Teks Sumber =>
□ □ □ □ □ □ □

Pernah ada seorang teman bertanya kenapa kok orang Islam di tanah Jawa
setiap ada kematian diperingati dengan istilah tahlilan ngirim mayit.
Dan apakah itu ada dalilnya?? Padahal yang saya tahu itu budaya Hindu.
Lalu aku pun menjawab ada dalilnya dan itu semua adalah bentuk
mengamalkan hadits dan ijma' Ulama.
Tradisi yang berkembang di kalangan NU, jika ada orang yang meningal
maka akan diadakan acara tahlilan, doa, dzikir fida dan lain sebagainya.
Untuk mendoakan orang yang meninggal dan biasanya dibarengi dengan
jamuan makanan sebagai shodaqoh untuk si mayit.
Dalil yang digunakan hujjah dalam masalah ini yaitu sebagaimana
disebutkan dalam kitab al-Hawi li al-Fatawi li as-Syuyuti juz 2 halaman
183:
قَالَ طَاوُسِ: اِنَّ اْلمَوْتَى يُفْتَنُوْنَ فِىْ قُبُوْرِهِمْ سَْعًا
فَكَانُوْا يُسْتَحَبُّوْنَ أَنْ يُطْعِمُوْا عَنْهُمْ تِلْكَ
اْلاَيَّامِ-اِلَى اَنْ قَالَ-عَنْ عُبَيْدِ بْنِ عُمَيْرِ قَالَ: يُفْتَنُ
رَجُلَانِ مُؤْمِنٍ وَمُنَافِقٍ فَأَمَّا اْلمُؤْمِنُ فَيُفْتَنُ سَبْعًا
وَاَمَّا الْمُنَافِقُ يُفْتَنُ اَرْبَعِيْنَ صَبَاحًا.
“Imam Thawus berkata: “Seorang yang mati akan mendapat ujian dari Allah
dalam kuburnya selama 7 hari. Untuk itu, sebaiknya mereka (yang masih
hidup) mengadakan sebuah jamuan makan (sedekah) untuknya selama
hari-hari tersebut. Sampai kata-kata: “Dari sahabat Ubaid bin Umair, dia
berkata: “Seorang mukmin dan seorang munafik sama-sama akan mengalami
ujian dalam kubur. Bagi seorang mukmin akan mengalami ujian selama 7
hari, sedang seorang munafik selama 40 hari di waktu pagi.”

□ □ □ □ □ □ □

Sasaran Tugas =>
A: Bagaimana isi paragraf teks sumber yang diawali "Tradisi yang berkembang di kalangan NU" jika ditulis ulang menjadi daftar poin singkat yang tetap memuat fakta utamanya?
B: Bisakah Anda menampilkan semua bagian teks sumber dari "Tradisi yang berkembang" terus ke bawah sampai "untuk si mayit.", tanpa mengubah satu kata pun?

Data Mentah =>
□ □ □ □ □ □ □

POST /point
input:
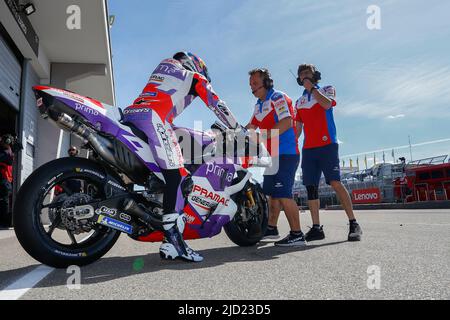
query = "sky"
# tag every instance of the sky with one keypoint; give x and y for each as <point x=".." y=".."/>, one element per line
<point x="392" y="83"/>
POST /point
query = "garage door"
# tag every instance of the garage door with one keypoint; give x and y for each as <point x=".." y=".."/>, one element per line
<point x="10" y="72"/>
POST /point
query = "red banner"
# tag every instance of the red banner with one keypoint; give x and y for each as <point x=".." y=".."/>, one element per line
<point x="371" y="195"/>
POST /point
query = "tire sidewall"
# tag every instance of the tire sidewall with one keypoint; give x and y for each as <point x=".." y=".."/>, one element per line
<point x="27" y="222"/>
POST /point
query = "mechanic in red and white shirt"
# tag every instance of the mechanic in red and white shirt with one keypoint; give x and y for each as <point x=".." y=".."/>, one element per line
<point x="273" y="115"/>
<point x="314" y="114"/>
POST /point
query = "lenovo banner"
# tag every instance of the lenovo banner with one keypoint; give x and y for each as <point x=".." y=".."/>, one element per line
<point x="371" y="195"/>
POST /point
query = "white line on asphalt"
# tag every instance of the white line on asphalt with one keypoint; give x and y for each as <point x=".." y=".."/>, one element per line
<point x="28" y="281"/>
<point x="5" y="234"/>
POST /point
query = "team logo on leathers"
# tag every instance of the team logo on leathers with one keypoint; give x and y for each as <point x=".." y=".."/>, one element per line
<point x="210" y="195"/>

□ □ □ □ □ □ □

Jawaban per Tugas =>
A:
- Di kalangan NU, bila ada orang yang meninggal, diadakan tahlilan, doa, dzikir fida, dan sebagainya.
- Acara itu bertujuan mendoakan orang yang meninggal.
- Biasanya acara itu disertai jamuan makanan sebagai shodaqoh untuk si mayit.

B:
Tradisi yang berkembang di kalangan NU, jika ada orang yang meningal
maka akan diadakan acara tahlilan, doa, dzikir fida dan lain sebagainya.
Untuk mendoakan orang yang meninggal dan biasanya dibarengi dengan
jamuan makanan sebagai shodaqoh untuk si mayit.